Short task 1
Name every sight gag that the Austenland review mentions.
Short task 2
In the Austenland review, who wrote the 2007 novel the film comes from?
Short task 3
Copy the stretch of the Austenland review from "The material, which" through "initial, frothy promise.", swapping "delightful" for "charming".

Passage to read
------------------------------------

Jane is so gone on Mr. Darcy, the dark-and-dreamy hero of Austen's Pride & Prejudice, that she keeps a life-sized cardboard cutout of Colin Firth, who essayed the role in the beloved BBC miniseries adaptation, in her living room. The rest of Jane's apartment, tripped out in all manner of Austen memorabilia, is no less a tribute to her goony, romantic fanaticism. After yet another relationship falls by the wayside—and determined to find a flesh-and-blood Mr. Darcy—Jane blows her life savings on a trip to the aforementioned Austenland, an English country manor devoted to re-creating the experience of the typical Austen heroine during the Regency era.

The material, which springs from a 2007 chick-lit novel by Shannon Hale, has all the makings of a delightful movie—perfect light end of summer fare—and it's no wonder that "Twilight" author Stephanie Meyer was so drawn to the book that she's made it her first producing gig. But the result, helmed by Jerusha Hess (who, with her husband Jared, also co-wrote and co-directed Napoleon Dynamite and Nacho Libre), never really lives up to its initial, frothy promise.

Arriving in England Jane meets her fellow Austen enthusiast, the dim-witted Elizabeth (played by Jennifer Coolidge) and also quickly learns that she's only been able to afford the equivalent of the scullery maid's package while Elizabeth has sprung for the deluxe, which gives her ladyship status. The pair is greeted by Mrs. Wattlesbrook (Jane Seymour, appropriately cast and having a hammy good time), the snobbish owner of Austenland who runs roughshod over the actors portraying the various characters as well as her drunken lech of a husband, and makes sure that the guests get exactly what they pay for and not a smidgen more.

Thus, poor Jane is costumed in the drab garb of an old maid, consigned to a miniscule, unadorned room and warned away from fraternizing much with the actors playing roles above her station. On the other hand, Elizabeth has her choice of bust-popping outfits, wigs, a lavishly appointed suite and other benefits. The witty, gimmicky set-up holds for a good 25 minutes—helped along by some very funny sight gags like a stuffed sheep Seymour clutches, a dresser bulging with twee china tea cups in Jane's apartment, and the stuffed codpieces on the hunky servants over whom Elizabeth salivates.

But once we get settled in with Jane, Elizabeth and a third guest, the spoiled rich girl Lady Amelia (Georgia King)—who for a long time I thought was another of the actors hired for the weekend—the delicious intrigues and verbal sparring that are hallmarks of Austen's novels are mostly missing. Jane takes a momentary shine to Martin, a ne'er-do-well stable groom (a darkly handsome Bret McKenzie) who breaks character and gets drunk and fraternizes intimately with her. Then she brazenly announces her intention to jump class in an attempt to win over the actor playing Henry Nobley (J.J. Feild), the Mr. Darcy type.

------------------------------------

Recorded data
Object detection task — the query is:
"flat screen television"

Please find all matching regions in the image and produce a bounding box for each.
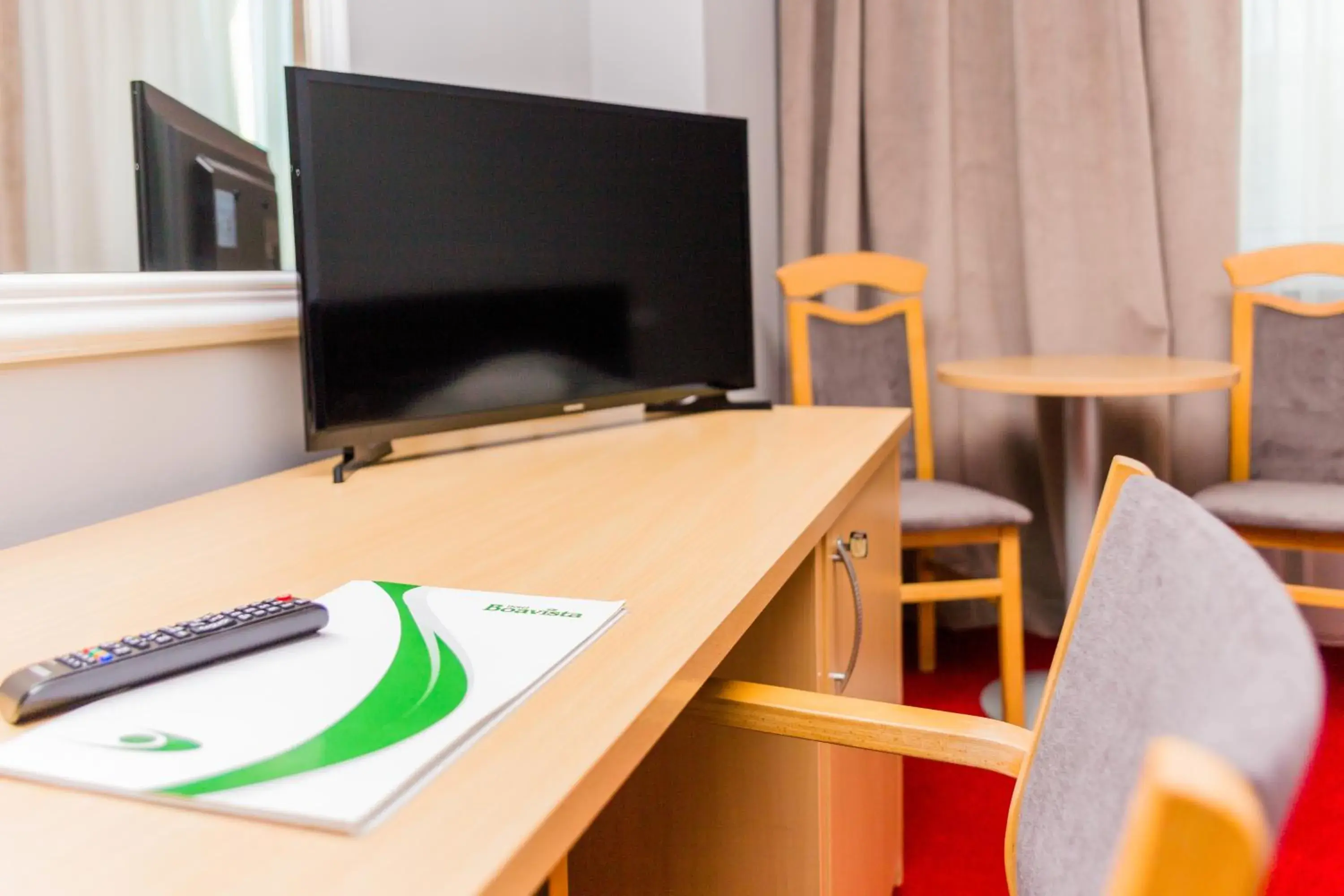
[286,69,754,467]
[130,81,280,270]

------------------------------------

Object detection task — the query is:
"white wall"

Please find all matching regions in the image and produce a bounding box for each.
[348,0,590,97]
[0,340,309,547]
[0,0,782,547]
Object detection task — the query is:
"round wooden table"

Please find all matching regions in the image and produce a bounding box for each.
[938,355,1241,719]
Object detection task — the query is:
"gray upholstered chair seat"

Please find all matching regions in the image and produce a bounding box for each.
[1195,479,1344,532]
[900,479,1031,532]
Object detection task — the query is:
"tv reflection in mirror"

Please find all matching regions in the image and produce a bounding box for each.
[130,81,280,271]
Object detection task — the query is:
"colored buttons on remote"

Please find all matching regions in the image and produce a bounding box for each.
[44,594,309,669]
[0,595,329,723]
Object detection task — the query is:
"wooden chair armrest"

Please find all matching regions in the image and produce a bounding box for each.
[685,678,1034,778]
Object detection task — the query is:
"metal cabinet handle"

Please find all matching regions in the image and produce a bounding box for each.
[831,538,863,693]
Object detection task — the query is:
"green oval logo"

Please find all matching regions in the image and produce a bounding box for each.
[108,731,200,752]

------------------------------------

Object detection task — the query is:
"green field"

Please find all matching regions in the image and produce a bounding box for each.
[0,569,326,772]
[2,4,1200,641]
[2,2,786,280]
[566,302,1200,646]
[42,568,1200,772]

------------------------------------

Reply 1
- A stuffed sheep that Seymour clutches
- A dresser bulging with twee china tea cups in Jane's apartment
- The stuffed codpieces on the hunky servants

Reply 2
Shannon Hale

Reply 3
The material, which springs from a 2007 chick-lit novel by Shannon Hale, has all the makings of a charming movie—perfect light end of summer fare—and it's no wonder that "Twilight" author Stephanie Meyer was so drawn to the book that she's made it her first producing gig. But the result, helmed by Jerusha Hess (who, with her husband Jared, also co-wrote and co-directed Napoleon Dynamite and Nacho Libre), never really lives up to its initial, frothy promise.